Image point grounding data:
»»
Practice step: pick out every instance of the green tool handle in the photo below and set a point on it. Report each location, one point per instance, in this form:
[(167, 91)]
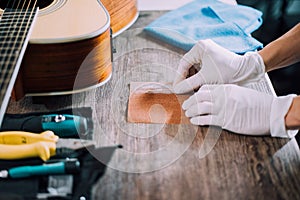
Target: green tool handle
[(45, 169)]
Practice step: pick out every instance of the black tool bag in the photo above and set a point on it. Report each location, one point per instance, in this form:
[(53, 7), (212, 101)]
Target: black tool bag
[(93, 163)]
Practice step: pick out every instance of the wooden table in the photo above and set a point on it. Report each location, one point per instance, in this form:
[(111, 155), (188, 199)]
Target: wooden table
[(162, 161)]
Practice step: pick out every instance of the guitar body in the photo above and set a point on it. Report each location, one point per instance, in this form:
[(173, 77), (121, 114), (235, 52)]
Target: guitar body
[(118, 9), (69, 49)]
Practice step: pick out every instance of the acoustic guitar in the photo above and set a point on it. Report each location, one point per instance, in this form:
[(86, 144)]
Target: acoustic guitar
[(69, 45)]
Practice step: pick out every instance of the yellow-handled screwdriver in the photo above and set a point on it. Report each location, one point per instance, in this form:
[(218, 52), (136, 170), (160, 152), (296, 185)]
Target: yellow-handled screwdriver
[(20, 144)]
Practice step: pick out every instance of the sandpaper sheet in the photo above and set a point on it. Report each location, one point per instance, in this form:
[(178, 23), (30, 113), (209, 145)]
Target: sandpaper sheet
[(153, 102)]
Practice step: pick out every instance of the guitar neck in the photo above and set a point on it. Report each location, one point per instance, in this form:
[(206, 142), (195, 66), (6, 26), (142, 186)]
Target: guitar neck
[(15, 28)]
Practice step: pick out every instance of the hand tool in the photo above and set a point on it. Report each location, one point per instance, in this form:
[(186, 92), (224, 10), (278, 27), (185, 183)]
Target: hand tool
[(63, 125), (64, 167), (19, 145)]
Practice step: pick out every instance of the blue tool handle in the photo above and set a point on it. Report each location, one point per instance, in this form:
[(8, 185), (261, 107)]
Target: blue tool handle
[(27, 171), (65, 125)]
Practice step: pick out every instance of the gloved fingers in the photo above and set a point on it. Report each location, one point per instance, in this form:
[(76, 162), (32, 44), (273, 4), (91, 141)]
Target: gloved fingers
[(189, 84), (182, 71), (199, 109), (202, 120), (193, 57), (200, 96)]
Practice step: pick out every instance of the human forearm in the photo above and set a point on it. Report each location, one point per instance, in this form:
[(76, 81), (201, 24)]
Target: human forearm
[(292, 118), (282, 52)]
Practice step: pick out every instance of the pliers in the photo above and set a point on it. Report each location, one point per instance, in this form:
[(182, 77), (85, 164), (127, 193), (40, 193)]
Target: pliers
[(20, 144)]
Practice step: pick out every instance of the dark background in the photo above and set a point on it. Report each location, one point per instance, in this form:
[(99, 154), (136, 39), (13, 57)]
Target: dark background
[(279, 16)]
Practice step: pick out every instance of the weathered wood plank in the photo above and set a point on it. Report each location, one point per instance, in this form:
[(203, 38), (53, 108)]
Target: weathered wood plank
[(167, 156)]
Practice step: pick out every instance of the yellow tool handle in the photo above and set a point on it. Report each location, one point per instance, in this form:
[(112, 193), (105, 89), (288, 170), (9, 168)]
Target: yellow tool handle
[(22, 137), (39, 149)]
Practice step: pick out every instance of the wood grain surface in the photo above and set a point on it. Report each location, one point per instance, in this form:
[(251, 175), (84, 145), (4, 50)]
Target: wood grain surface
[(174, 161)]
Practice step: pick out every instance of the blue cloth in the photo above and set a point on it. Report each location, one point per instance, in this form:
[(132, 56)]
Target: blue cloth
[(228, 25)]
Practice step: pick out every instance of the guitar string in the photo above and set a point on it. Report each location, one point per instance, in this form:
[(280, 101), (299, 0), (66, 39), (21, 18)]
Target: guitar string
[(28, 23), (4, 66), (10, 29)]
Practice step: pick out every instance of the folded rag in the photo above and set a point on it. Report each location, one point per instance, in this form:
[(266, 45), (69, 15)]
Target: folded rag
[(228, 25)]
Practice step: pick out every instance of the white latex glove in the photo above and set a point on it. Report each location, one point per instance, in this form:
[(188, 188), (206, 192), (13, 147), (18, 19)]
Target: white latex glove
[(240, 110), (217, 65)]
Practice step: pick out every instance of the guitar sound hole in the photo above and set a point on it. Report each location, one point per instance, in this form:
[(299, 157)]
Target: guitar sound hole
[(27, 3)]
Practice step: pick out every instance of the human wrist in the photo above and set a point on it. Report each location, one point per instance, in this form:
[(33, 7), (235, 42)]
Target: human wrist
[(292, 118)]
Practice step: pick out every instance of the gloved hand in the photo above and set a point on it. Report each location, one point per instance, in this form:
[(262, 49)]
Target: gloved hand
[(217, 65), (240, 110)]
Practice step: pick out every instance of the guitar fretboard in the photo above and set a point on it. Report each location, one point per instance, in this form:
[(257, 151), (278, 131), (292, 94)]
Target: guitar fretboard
««
»»
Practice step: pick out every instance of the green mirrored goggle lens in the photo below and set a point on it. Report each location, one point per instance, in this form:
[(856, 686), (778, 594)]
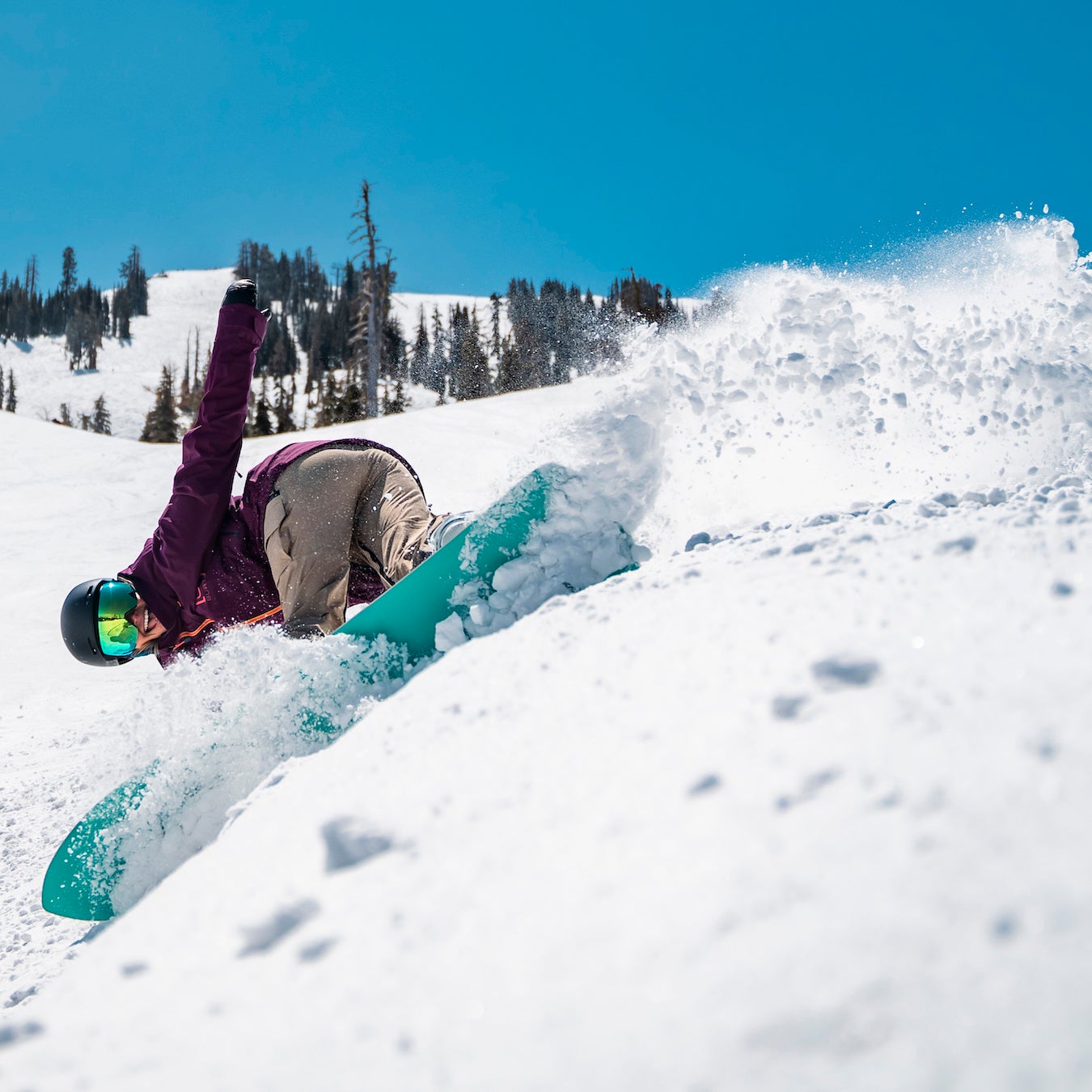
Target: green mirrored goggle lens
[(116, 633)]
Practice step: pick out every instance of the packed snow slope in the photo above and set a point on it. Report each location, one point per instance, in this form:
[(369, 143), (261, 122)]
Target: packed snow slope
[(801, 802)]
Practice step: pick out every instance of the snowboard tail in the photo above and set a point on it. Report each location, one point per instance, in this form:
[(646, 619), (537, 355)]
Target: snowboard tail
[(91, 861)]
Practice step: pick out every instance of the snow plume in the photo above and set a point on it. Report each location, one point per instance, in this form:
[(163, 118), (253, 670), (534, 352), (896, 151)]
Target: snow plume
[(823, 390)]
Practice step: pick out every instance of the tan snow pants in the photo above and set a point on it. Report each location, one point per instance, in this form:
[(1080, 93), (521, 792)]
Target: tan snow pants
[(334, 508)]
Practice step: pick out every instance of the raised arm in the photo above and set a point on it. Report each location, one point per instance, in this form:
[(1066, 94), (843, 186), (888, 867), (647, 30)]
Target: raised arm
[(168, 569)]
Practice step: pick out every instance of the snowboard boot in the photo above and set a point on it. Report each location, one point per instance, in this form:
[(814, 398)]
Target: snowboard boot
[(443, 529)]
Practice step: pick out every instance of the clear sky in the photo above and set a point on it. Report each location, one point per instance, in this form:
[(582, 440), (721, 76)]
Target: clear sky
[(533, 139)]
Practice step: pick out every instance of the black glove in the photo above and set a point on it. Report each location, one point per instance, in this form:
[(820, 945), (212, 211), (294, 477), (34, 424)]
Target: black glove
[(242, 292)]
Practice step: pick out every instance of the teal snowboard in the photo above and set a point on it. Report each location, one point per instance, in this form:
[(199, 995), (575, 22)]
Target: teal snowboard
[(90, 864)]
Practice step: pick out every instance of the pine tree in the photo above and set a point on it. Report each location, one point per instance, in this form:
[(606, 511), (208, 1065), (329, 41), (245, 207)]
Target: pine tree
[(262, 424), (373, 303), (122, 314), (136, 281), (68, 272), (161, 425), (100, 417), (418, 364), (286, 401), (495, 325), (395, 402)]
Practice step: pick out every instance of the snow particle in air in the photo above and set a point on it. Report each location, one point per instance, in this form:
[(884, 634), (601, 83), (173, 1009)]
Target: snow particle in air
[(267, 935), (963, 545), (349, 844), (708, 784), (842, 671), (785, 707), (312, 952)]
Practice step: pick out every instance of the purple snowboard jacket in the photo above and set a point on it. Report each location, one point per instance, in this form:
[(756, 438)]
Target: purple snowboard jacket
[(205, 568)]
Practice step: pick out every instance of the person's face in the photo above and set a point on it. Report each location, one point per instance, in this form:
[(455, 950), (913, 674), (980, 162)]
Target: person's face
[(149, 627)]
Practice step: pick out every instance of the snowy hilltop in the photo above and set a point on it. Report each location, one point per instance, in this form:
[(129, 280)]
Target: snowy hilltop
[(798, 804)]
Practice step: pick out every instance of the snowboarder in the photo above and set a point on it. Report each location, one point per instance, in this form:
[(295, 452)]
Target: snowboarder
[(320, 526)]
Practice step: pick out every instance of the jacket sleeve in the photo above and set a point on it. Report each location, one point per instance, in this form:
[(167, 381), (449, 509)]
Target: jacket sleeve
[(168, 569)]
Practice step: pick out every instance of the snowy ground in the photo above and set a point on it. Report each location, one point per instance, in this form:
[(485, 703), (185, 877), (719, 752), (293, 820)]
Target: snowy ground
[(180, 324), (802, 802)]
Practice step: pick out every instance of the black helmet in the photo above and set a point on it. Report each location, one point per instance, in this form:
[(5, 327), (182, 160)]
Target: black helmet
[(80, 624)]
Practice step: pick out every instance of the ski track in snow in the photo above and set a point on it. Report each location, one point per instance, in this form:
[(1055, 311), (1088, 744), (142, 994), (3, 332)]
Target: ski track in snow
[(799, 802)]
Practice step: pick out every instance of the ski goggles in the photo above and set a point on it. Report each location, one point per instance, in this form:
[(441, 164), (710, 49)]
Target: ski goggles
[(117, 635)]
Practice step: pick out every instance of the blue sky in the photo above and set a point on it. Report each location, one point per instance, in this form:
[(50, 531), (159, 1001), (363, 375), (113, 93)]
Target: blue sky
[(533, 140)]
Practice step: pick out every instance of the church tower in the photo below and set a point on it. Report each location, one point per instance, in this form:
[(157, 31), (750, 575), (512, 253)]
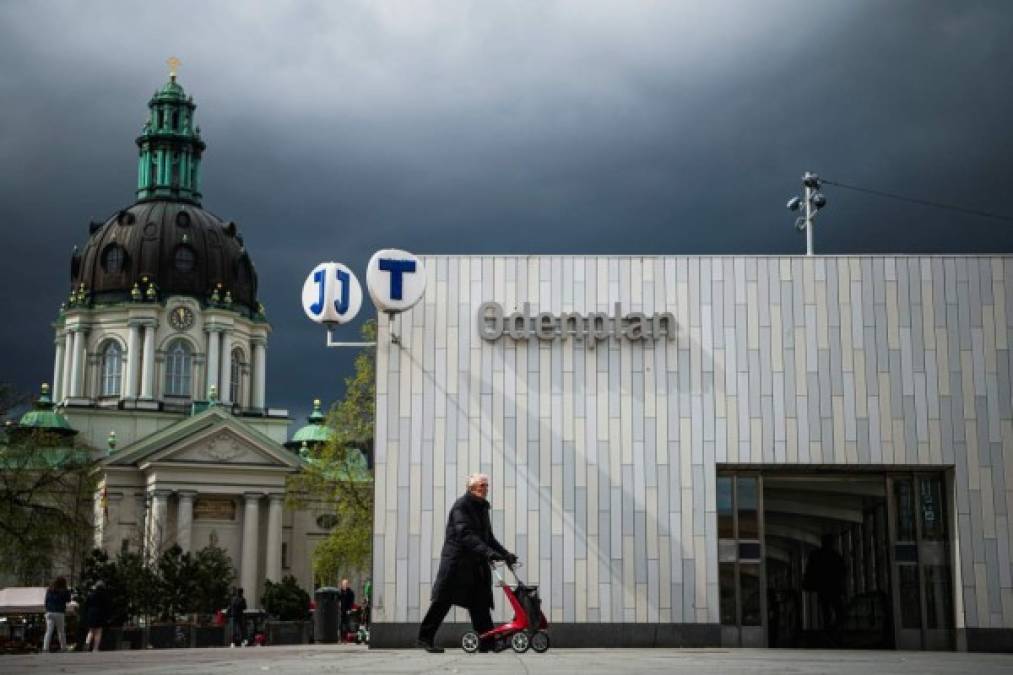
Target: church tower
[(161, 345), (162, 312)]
««
• **EXERCISE**:
Each line of the entries where the string "below" occurs should be shown.

• **SOLUTION FOR THIS PROBLEM**:
Practice step: pick out every instance of the green tool handle in the photo below and set a point on it. Report each location, one point per instance, in this form:
Practice step: pick out every instance of the green mirrored goggle lens in the photo below and set a point on it. Report each location, one point per instance, in this form:
Practice step: pick out every instance of the church tower in the photo below and set a point on it. Report each location, one point per instance, in this form:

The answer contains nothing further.